## Work request:
Please print out every line of the material, unchanged.

- - - -

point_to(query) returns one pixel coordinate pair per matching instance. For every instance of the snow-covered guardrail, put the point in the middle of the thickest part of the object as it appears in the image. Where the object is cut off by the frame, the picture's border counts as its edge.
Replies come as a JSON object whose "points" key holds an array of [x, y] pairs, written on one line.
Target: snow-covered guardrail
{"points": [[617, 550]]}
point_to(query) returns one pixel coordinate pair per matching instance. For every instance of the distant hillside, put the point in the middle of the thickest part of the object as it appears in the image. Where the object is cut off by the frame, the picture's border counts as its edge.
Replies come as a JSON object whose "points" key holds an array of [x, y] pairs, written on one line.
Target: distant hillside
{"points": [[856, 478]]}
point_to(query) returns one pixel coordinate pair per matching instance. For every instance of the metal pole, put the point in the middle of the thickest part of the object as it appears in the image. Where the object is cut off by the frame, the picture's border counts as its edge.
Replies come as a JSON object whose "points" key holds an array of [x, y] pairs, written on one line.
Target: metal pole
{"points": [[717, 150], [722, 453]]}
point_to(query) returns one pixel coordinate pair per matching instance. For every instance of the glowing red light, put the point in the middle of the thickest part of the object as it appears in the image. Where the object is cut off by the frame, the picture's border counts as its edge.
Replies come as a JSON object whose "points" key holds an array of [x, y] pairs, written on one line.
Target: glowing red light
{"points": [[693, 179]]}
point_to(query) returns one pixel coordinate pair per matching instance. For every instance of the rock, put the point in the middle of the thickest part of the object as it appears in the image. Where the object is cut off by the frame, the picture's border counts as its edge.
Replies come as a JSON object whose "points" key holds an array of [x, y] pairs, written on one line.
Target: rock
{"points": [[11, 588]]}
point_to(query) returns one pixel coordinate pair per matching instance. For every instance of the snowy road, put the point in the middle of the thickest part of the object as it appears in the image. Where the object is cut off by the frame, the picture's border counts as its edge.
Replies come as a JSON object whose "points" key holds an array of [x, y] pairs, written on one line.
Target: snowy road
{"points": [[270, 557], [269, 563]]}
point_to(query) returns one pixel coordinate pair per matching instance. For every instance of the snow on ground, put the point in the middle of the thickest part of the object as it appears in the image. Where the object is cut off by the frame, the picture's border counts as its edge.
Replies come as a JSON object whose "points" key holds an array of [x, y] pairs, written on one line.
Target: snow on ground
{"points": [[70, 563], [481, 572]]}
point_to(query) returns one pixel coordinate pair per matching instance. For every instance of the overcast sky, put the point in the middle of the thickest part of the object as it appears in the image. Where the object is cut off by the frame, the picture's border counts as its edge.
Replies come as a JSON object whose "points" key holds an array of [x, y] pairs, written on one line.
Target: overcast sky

- - - -

## Answer box:
point_to(query) returns one pixel coordinate pair per matching instance. For every instance of the snow-covered guardrail, put the point in the middle of the thickest part of the object as it appears in the image. Where the object is cut off by the frame, the picture's border counts as its edge.
Replies come as a JSON object whose "points" key holds an array of [x, y] pairs, written on one line.
Target: snow-covered guardrail
{"points": [[617, 550]]}
point_to(query) returns one pixel coordinate pair per matching instance. For every instance of the distant hillside, put the point in the middle of the thickest part of the object as it appears in the image. Where the object is cut off by the frame, the picture's border counts as its edge.
Replies come as a JSON object whose "points" key holds an array of [x, y] pairs, written on one line.
Target: distant hillside
{"points": [[856, 478]]}
point_to(query) returns one pixel coordinate pair per matching instance. For every instance of the metal pole, put the point in the middle of the thickest part of the object as it appears in the image. Where the object is cut off by the frame, the picture's border counts as its edge.
Replies come as a JSON object whose "points" key holds an array of [x, y] pairs, written on one line.
Target: metal pole
{"points": [[717, 150], [722, 453]]}
point_to(query) returns one pixel coordinate pair per matching instance. For every instance of the glowing red light, put the point in the middle of the thickest part of the object as it appears in the image. Where the object is cut off by the frame, the picture's border counts as its edge.
Replies come as a JSON object whose "points" key holds an array of [x, y] pairs, written on one line.
Target: glowing red light
{"points": [[693, 179]]}
point_to(query) returns one pixel coordinate pair per matching instance. For every instance of the rock, put the point in the middle of the thickest part of the object as it appears in the image. Where the object is cut off by the frame, the picture's border counts as its edge.
Replies come as a JSON object whose "points" key holds an array of [x, y] pairs, written on one line.
Target: rock
{"points": [[11, 588]]}
point_to(query) returns one pixel coordinate pair per matching instance. For every instance of the snowy road, put the point in the middle of the thickest part of the object as it appears in the image. Where the object is cut off by the frame, the picture's border counts as its edge.
Replies come as a JSON object whose "points" key holds an array of [x, y] pairs, written on one line.
Target: snowy road
{"points": [[270, 557], [269, 563]]}
point_to(query) returns one pixel coordinate pair per matching instance. For every instance of the snow on ground, put the point in the middle of the thickest part of the object as it appears in the image. Where the object is cut off by the frame, the picture's border counts as its edge.
Replies come as a JSON object whose "points" key holds an array of [x, y] pairs, written on one line.
Target: snow on ground
{"points": [[70, 563], [481, 572]]}
point_to(query) returns one pixel coordinate pair per matching instance. For every instance of the overcast sky, put the point in the middle of the thickest part of the object as it appears in the image. Where the object is cut off by the frame, the picture's border counts as its edge.
Replies come as a JSON object whose "points" key holds an array of [x, y] pairs, written on one line.
Target: overcast sky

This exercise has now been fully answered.